# [Text passage]
There’s a tiny room upstairs at the Troubadour in West Hollywood that’s poorly lit and has a beat-up couch. A table in the corner holds a cooler filled with beer and pop; the names of bands you’ve never heard of are scratched into the dark wood beams, the whole space echoing with the ghosts of musicians past. Tonight, the room belongs to local indie rockers Help the Doctor (HtD). Jason Roostaeian (bass, vocals), Solomo Poyourow (drums), Phuong Nguyen (lead vocals, guitar) and Robbie Kang (guitar, keyboards, vocals) alternate between talking it up with fans and pacing the Troub’s narrow walkway. After they hit the stage, their set features HtD originals reflecting their influences — Weezer, Death Cab for Cutie, Radiohead, Smashing Pumpkins — and has the packed house singing along.

A week later, Roostaeian momentarily postpones an interview because he has to sign some forms in the UCLA Medical Plaza. Bass player by night, by day he’s Dr. Jason Roostaeian ’02, M.D. ’06, a plastic surgeon at Ronald Reagan UCLA Medical Center and an assistant clinical professor at UCLA’s David Geffen School of Medicine. In fact, all the members of Help the Doctor are doctors. Kang and Nguyen are plastic surgeons, and Poyourow D.D.S. ’07, M.D. ’10 is an oral surgeon. The quartet met in 2011 while doing their residencies at UCLA.

# [Data to examine]

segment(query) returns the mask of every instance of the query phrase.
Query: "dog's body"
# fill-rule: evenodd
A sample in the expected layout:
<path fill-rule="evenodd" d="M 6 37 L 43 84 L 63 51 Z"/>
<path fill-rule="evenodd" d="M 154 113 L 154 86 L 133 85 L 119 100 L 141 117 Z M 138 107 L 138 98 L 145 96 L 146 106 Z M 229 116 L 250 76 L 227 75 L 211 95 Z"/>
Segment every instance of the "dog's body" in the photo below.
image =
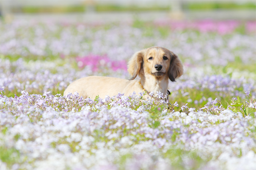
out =
<path fill-rule="evenodd" d="M 125 96 L 143 91 L 167 94 L 168 80 L 175 81 L 183 73 L 183 68 L 178 57 L 168 49 L 152 47 L 134 54 L 129 61 L 128 71 L 132 77 L 130 80 L 97 76 L 79 79 L 71 84 L 64 91 L 77 91 L 84 98 L 101 98 L 115 96 L 119 92 Z M 135 80 L 138 75 L 140 80 Z"/>

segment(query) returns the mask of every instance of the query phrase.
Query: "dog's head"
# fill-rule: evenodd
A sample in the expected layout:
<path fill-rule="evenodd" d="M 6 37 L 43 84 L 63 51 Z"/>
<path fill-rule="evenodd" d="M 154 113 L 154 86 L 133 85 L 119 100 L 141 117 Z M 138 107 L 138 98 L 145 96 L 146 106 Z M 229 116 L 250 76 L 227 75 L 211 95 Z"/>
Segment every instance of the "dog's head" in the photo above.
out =
<path fill-rule="evenodd" d="M 161 78 L 168 76 L 175 81 L 183 74 L 183 66 L 178 56 L 168 49 L 153 46 L 135 53 L 128 63 L 128 71 L 133 80 L 151 75 Z"/>

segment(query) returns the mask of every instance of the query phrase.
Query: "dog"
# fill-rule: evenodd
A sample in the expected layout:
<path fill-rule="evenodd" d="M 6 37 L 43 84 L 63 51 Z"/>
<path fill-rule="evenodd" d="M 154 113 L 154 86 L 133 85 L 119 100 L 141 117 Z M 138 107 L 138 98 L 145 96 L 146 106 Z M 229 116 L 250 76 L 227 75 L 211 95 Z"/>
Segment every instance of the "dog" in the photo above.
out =
<path fill-rule="evenodd" d="M 149 95 L 148 92 L 155 94 L 157 91 L 166 94 L 169 79 L 176 81 L 183 74 L 183 66 L 172 52 L 153 46 L 133 54 L 128 62 L 127 71 L 132 76 L 129 80 L 98 76 L 81 78 L 69 85 L 64 95 L 77 91 L 84 99 L 94 99 L 97 95 L 104 98 L 106 95 L 112 97 L 121 93 L 129 96 L 134 92 L 138 94 L 143 91 Z M 138 75 L 140 80 L 134 80 Z"/>

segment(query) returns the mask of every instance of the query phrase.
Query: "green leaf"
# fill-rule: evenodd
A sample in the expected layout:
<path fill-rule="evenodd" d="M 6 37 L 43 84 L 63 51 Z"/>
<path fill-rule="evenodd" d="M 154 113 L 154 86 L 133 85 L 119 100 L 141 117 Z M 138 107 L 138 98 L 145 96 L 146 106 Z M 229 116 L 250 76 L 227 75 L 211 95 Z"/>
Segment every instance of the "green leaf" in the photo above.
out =
<path fill-rule="evenodd" d="M 240 103 L 237 103 L 236 104 L 235 104 L 234 105 L 232 105 L 232 104 L 231 105 L 231 106 L 234 106 L 234 107 L 240 107 L 242 105 L 242 104 L 241 104 Z"/>
<path fill-rule="evenodd" d="M 158 127 L 159 125 L 160 125 L 160 122 L 159 121 L 155 121 L 153 124 L 153 128 L 155 128 Z"/>
<path fill-rule="evenodd" d="M 245 115 L 248 116 L 249 114 L 249 108 L 248 107 L 247 107 L 244 111 L 245 112 Z"/>
<path fill-rule="evenodd" d="M 239 96 L 237 96 L 237 101 L 238 101 L 238 103 L 241 103 L 241 101 L 240 100 L 240 98 L 239 97 Z"/>

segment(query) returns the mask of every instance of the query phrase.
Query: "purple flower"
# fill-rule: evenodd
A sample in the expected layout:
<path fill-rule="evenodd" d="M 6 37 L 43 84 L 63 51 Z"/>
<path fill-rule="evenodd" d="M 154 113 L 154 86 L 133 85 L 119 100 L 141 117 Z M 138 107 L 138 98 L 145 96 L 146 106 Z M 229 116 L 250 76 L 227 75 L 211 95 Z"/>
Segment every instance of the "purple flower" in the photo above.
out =
<path fill-rule="evenodd" d="M 157 91 L 157 97 L 159 99 L 162 99 L 163 98 L 163 94 L 160 91 Z"/>
<path fill-rule="evenodd" d="M 182 111 L 184 111 L 187 108 L 188 108 L 188 107 L 187 106 L 187 104 L 188 104 L 187 103 L 185 105 L 183 105 L 181 107 L 181 110 L 182 110 Z"/>
<path fill-rule="evenodd" d="M 246 91 L 245 92 L 246 94 L 245 94 L 245 96 L 250 96 L 249 94 L 250 94 L 250 91 Z"/>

# [What the exercise asks]
List the bands that the article above about Help the Doctor names as the group's influences.

# [Expected output]
Weezer, Death Cab for Cutie, Radiohead, Smashing Pumpkins